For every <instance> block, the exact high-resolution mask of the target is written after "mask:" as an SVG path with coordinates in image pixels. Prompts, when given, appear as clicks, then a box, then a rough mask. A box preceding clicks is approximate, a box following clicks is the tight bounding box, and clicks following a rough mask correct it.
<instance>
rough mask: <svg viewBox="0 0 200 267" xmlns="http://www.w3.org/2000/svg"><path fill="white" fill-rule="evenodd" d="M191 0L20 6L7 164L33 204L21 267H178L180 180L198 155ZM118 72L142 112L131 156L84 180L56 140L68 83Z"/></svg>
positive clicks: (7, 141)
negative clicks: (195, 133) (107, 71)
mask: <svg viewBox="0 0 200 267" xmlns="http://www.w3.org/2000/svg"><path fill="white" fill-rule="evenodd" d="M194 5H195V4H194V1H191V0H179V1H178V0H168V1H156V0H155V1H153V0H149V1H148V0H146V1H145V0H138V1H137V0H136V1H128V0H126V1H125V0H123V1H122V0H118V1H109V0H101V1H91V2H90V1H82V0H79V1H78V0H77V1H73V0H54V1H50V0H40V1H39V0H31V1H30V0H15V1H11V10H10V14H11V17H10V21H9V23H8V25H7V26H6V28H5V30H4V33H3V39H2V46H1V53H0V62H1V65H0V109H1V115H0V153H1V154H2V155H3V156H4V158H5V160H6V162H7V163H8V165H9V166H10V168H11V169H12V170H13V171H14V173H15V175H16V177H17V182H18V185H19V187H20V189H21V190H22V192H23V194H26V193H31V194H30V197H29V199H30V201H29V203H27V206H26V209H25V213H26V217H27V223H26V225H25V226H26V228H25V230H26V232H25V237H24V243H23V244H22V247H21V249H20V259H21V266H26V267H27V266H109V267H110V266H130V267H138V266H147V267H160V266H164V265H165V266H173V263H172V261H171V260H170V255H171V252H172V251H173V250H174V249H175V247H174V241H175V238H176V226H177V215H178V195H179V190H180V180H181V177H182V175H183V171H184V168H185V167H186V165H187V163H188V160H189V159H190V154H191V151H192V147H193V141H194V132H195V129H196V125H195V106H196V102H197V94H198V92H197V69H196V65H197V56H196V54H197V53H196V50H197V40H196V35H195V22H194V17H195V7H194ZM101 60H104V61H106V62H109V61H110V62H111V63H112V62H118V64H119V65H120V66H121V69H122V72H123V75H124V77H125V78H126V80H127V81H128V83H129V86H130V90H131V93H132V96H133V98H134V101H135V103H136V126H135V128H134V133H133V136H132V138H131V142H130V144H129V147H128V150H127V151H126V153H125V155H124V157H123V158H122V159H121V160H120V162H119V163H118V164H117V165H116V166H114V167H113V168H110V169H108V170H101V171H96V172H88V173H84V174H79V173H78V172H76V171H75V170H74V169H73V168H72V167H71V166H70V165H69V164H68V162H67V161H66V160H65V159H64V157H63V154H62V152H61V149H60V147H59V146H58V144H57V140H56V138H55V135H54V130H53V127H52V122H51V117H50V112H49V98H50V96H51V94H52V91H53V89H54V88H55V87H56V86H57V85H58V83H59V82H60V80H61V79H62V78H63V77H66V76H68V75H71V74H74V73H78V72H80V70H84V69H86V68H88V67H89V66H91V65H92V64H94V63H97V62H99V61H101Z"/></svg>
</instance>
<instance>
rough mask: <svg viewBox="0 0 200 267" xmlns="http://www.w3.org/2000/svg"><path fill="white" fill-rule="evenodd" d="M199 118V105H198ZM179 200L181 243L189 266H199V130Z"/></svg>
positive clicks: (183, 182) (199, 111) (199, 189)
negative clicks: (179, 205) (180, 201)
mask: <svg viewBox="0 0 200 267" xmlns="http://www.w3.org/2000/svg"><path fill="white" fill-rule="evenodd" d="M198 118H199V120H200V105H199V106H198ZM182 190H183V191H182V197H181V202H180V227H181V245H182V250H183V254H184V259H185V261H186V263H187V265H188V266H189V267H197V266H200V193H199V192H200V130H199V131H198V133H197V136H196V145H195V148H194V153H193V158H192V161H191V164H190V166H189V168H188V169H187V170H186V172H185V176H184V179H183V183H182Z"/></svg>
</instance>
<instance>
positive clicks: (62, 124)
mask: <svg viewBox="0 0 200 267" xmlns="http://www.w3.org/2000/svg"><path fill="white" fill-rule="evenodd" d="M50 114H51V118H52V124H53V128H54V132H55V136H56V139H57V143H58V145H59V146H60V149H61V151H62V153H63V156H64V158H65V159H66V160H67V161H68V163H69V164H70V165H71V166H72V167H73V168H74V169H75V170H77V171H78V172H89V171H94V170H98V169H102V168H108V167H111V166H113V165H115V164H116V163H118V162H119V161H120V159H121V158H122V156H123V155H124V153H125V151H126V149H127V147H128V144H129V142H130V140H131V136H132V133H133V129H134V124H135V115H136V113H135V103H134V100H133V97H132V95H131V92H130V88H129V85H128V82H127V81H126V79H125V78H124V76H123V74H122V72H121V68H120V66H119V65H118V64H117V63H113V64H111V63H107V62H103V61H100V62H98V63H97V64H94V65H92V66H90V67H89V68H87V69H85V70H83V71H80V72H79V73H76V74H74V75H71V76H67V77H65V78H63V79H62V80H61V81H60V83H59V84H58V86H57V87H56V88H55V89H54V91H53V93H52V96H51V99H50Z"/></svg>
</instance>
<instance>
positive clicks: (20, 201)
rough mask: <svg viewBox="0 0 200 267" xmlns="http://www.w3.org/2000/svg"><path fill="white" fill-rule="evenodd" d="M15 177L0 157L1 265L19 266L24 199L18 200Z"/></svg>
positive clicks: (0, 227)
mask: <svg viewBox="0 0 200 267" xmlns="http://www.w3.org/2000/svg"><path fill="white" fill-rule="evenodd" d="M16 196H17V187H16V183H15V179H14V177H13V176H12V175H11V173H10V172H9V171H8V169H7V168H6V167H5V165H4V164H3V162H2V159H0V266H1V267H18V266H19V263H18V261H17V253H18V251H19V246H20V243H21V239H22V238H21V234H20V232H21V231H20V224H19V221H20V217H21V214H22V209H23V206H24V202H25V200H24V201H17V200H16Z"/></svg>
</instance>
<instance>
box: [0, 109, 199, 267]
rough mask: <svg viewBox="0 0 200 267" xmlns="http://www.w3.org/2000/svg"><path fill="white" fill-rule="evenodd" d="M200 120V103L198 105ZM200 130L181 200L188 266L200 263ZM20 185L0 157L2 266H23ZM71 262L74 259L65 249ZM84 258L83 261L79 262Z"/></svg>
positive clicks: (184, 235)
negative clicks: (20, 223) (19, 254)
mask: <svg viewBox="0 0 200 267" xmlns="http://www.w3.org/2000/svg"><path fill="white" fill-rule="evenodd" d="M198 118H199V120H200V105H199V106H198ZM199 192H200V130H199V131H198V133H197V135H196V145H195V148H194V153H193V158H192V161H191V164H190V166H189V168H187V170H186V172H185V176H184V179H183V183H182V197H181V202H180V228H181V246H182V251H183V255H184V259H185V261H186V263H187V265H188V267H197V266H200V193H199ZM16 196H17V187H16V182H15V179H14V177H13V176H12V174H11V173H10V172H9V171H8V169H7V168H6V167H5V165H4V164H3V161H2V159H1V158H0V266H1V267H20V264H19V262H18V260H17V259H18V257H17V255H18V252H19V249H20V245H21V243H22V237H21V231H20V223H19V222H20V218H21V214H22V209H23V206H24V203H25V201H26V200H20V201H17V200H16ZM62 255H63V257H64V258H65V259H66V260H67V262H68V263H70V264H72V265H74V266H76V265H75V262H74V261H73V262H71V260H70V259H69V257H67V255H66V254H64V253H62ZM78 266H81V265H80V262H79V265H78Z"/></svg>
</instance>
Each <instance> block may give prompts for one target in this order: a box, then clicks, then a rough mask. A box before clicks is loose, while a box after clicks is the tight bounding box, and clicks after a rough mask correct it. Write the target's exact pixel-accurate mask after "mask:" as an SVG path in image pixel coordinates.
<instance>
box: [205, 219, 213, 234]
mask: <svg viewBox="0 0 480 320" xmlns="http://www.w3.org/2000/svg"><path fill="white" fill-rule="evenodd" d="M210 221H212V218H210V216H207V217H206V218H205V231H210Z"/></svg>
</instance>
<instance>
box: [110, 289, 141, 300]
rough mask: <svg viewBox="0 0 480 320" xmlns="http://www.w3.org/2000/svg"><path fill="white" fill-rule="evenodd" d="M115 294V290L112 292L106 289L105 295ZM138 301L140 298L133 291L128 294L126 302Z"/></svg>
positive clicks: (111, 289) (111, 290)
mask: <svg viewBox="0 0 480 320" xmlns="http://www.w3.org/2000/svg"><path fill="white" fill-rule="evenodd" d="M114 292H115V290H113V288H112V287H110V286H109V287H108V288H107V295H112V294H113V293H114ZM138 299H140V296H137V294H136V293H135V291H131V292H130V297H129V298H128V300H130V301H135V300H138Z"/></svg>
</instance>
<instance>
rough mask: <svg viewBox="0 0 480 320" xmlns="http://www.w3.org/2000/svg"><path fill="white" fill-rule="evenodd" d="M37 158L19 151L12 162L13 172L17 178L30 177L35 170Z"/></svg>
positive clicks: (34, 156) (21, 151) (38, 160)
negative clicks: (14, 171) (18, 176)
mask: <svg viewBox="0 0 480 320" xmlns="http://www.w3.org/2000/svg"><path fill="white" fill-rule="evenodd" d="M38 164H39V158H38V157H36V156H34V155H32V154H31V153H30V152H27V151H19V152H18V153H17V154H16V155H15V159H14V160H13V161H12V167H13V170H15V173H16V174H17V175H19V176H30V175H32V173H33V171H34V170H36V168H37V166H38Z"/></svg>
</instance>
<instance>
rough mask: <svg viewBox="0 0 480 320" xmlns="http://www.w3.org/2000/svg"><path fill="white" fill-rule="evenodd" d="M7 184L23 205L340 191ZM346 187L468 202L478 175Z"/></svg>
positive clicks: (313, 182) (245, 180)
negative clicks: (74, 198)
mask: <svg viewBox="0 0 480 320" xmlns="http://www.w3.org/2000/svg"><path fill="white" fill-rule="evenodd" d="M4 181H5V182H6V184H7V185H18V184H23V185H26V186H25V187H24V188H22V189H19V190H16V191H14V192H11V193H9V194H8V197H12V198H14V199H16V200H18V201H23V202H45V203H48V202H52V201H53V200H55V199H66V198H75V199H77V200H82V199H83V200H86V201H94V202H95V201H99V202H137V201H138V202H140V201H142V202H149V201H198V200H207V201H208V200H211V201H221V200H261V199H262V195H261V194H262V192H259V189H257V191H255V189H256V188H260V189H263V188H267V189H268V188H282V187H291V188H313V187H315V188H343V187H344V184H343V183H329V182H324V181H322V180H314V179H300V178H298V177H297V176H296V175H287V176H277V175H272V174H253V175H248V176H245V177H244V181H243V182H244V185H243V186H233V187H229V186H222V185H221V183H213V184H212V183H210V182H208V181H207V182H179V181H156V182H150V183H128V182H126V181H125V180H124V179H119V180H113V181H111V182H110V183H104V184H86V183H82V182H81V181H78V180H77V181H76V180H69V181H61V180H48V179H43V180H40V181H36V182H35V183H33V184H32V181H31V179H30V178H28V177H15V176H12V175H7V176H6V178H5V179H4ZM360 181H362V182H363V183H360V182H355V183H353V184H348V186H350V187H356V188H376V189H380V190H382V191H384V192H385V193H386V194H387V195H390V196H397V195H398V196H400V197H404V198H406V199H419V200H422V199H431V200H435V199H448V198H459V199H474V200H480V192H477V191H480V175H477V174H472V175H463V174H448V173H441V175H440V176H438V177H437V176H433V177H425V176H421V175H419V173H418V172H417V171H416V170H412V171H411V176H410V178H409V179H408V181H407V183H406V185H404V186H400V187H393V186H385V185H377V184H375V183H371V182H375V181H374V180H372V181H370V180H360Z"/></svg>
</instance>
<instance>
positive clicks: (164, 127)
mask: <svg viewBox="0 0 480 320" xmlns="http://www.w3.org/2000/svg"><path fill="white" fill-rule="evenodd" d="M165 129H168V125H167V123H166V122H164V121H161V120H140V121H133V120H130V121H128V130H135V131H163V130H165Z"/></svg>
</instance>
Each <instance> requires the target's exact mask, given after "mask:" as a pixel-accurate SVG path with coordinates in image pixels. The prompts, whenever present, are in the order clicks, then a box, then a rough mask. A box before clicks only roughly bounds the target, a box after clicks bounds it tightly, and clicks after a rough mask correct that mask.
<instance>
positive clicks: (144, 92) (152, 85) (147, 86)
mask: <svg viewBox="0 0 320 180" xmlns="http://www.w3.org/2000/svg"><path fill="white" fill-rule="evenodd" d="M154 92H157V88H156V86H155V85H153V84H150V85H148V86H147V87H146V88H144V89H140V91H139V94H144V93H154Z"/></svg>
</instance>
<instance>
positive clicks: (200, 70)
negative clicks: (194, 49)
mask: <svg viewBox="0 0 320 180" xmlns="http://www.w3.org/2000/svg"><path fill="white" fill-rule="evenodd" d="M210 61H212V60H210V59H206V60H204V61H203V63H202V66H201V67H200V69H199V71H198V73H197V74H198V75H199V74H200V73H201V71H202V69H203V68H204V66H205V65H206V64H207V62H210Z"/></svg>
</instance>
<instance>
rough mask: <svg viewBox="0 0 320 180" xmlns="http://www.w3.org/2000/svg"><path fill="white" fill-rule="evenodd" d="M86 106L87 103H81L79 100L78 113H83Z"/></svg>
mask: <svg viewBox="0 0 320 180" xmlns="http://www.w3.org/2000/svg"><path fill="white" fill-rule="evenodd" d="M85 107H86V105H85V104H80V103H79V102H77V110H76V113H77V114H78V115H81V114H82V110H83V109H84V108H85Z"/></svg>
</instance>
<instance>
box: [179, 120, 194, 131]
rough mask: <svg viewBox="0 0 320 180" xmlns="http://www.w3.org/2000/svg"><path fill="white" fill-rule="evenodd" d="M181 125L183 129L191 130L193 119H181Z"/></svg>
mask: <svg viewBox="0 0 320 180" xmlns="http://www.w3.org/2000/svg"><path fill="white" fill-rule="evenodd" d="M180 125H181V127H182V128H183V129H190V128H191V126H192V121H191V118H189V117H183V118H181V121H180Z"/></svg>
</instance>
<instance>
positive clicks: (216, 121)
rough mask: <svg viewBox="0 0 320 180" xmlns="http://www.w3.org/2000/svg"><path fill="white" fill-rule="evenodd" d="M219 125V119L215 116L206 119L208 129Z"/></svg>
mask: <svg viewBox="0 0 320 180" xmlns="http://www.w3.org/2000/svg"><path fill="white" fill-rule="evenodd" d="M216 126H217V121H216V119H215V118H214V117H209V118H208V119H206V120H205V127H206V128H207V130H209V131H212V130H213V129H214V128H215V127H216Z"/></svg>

═══

• _Action item_: Quote the listing above from its first line to the line with "positive clicks: (7, 141)", inclusive, and add nothing.

• _Answer to this task_:
For every <instance> block, the exact high-resolution mask of the target is written after "mask:" as an SVG path with coordinates in image pixels. Prompts, when given, appear as clicks, then a box, then a rough mask. A box preceding clicks is approximate, a box following clicks is the tight bounding box, and clicks following a rough mask correct it.
<instance>
rough mask: <svg viewBox="0 0 200 267" xmlns="http://www.w3.org/2000/svg"><path fill="white" fill-rule="evenodd" d="M191 0L20 6L7 164L33 204L21 267H178L180 180L198 155ZM118 72L142 112L131 156L84 180L56 140L68 83Z"/></svg>
positive clicks: (7, 141)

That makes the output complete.